» TASK GOAL:
Please copy out the part of the listing below character for character, starting at the line that contains "of the person" and ending with the last line of the listing, both included.

━━ EXCERPTED DATA

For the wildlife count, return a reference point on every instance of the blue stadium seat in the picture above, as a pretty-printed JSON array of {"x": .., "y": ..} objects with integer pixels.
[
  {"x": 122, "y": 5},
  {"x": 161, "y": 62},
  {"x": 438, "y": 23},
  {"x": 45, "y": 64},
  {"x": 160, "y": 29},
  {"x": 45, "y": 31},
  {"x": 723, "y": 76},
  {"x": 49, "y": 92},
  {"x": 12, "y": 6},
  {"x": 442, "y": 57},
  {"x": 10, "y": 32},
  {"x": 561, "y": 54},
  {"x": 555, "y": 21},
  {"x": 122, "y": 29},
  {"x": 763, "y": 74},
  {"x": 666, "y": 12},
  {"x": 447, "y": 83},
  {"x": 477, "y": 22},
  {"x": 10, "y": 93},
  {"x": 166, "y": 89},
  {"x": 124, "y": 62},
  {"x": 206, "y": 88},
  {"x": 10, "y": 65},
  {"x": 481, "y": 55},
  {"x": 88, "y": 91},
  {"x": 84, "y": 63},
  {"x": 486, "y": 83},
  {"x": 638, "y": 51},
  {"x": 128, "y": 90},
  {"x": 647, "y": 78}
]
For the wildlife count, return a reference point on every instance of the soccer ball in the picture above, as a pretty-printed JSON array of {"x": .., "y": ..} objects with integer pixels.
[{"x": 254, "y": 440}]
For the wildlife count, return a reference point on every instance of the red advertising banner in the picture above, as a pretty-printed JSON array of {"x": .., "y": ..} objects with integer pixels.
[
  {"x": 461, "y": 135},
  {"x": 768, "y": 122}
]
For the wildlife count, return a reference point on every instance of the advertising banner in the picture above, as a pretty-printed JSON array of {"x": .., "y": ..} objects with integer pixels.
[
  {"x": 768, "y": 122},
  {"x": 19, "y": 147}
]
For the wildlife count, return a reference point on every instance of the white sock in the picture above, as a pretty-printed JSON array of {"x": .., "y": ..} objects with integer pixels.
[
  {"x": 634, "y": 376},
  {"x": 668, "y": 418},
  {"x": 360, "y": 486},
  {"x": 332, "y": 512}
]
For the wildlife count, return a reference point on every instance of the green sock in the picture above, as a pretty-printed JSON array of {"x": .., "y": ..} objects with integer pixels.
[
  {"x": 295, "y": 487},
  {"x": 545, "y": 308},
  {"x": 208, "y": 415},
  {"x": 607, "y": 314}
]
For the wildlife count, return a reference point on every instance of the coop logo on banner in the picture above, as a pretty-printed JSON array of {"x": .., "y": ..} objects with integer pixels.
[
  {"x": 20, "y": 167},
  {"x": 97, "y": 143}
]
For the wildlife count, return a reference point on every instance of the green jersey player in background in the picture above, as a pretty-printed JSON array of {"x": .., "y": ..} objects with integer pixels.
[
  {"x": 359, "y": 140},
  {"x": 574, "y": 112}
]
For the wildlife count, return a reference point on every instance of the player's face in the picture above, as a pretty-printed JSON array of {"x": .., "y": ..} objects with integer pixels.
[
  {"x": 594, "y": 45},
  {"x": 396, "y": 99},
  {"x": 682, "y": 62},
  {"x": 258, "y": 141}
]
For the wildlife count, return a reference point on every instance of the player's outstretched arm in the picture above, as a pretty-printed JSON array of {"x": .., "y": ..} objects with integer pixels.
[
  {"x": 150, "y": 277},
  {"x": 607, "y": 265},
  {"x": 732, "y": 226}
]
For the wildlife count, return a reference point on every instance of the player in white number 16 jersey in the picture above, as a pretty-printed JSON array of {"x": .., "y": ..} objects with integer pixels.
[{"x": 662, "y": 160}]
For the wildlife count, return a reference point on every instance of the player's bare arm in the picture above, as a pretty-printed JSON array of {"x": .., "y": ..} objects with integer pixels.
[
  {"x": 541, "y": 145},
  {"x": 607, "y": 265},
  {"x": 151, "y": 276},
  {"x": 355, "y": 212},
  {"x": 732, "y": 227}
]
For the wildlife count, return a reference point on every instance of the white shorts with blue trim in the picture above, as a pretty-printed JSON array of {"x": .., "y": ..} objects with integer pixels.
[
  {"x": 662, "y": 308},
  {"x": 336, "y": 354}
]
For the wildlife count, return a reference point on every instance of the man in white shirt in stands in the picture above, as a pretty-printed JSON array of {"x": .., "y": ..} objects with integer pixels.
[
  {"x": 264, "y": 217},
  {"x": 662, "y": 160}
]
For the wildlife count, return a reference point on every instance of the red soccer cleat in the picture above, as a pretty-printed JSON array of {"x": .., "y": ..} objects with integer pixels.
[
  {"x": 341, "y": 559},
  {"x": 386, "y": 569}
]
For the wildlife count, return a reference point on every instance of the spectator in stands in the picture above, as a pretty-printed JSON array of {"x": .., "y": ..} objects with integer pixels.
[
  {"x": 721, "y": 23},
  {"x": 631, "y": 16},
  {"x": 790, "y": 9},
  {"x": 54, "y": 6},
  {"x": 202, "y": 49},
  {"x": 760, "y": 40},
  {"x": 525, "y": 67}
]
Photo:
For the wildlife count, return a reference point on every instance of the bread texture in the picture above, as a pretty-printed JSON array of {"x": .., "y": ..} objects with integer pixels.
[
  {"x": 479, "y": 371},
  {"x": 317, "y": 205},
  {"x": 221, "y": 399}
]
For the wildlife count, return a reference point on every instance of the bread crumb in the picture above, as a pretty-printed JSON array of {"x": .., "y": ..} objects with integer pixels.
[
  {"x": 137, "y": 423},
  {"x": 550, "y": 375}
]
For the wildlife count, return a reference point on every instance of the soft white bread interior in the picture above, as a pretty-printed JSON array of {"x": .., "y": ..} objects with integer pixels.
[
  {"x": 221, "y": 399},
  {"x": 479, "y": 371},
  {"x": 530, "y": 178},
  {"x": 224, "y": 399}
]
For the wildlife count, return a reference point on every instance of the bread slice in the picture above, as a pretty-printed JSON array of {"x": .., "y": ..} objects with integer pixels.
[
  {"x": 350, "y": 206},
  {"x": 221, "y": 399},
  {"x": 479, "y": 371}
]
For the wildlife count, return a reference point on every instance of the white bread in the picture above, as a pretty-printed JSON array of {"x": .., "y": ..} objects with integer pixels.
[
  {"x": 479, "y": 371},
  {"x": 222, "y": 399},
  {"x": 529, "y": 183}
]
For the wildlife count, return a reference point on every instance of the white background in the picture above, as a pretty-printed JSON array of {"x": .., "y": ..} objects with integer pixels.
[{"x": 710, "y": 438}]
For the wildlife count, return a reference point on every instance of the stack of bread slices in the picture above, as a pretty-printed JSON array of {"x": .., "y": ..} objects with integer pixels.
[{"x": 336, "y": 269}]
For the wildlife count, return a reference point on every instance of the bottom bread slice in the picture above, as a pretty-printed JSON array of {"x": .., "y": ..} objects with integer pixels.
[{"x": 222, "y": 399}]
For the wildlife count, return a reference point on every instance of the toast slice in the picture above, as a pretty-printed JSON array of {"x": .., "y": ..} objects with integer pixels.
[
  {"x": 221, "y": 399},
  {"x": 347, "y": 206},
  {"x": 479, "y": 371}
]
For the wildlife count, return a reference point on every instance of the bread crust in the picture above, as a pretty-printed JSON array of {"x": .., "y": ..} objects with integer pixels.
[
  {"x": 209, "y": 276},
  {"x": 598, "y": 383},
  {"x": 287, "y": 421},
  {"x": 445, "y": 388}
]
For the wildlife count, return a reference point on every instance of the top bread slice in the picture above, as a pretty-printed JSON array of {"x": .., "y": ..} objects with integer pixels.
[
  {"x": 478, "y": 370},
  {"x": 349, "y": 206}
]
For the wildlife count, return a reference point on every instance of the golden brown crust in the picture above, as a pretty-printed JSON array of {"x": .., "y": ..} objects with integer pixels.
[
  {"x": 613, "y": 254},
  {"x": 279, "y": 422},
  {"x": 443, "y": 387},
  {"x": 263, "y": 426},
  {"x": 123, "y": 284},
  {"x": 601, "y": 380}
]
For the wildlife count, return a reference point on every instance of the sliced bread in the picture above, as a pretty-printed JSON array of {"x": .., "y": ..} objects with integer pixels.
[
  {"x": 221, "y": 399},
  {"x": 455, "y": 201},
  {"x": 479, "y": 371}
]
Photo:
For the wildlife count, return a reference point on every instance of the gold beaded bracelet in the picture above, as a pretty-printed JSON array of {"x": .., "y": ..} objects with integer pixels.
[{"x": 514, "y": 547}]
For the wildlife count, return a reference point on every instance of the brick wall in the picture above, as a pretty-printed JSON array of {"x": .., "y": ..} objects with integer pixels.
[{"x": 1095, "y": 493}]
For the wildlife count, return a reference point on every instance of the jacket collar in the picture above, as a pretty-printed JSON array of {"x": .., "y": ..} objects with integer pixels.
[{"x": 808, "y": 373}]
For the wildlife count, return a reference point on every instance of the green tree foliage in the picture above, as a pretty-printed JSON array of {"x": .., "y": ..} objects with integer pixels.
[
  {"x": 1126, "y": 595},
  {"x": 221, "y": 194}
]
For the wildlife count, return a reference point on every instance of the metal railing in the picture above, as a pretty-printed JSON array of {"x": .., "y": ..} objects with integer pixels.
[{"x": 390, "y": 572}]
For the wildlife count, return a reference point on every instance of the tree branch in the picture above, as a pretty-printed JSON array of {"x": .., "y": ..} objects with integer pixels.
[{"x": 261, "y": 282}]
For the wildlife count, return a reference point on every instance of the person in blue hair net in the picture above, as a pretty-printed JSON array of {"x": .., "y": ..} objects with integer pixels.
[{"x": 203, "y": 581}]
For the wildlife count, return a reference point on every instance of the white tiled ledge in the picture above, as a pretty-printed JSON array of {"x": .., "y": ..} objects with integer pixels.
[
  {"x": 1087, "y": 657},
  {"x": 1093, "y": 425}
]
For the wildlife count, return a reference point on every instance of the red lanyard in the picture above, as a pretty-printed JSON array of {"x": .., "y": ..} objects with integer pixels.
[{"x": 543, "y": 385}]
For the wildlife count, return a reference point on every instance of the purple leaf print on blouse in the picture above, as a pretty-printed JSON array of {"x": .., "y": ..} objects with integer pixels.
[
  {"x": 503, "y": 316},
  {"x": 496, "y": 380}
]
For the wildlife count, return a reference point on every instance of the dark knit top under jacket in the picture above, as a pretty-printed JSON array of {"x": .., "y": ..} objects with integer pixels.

━━━━

» TASK ANSWER:
For the wildlife count, return a reference point on every instance of the person in blue hair net in the picture above, as a pretty-printed JSON array of {"x": .., "y": ..} objects with integer pixels.
[{"x": 203, "y": 581}]
For the wildlife count, return a reference point on every instance of the white tiled ledge in the picture above, as a pretty-printed JSON array of {"x": .., "y": ..} objects with integer pixels.
[
  {"x": 1087, "y": 657},
  {"x": 1093, "y": 425}
]
For the wildlife count, return a reference point on every instance of the red lanyard in the picture above, as a pretty-printed JSON array of {"x": .., "y": ..} objects with integer pixels.
[{"x": 543, "y": 385}]
For the wildlife count, return a reference point on every instance of the purple leaf print on blouse in the picture above, as a pretty-printed JSON array of {"x": .., "y": ..} objects with integer pixels.
[
  {"x": 503, "y": 316},
  {"x": 496, "y": 380}
]
For the wildlife count, return a reference point on every instance of the dark knit top under jacket in the picture above, as a pretty-printed JSON array of {"x": .., "y": ..} objects with integer pixels.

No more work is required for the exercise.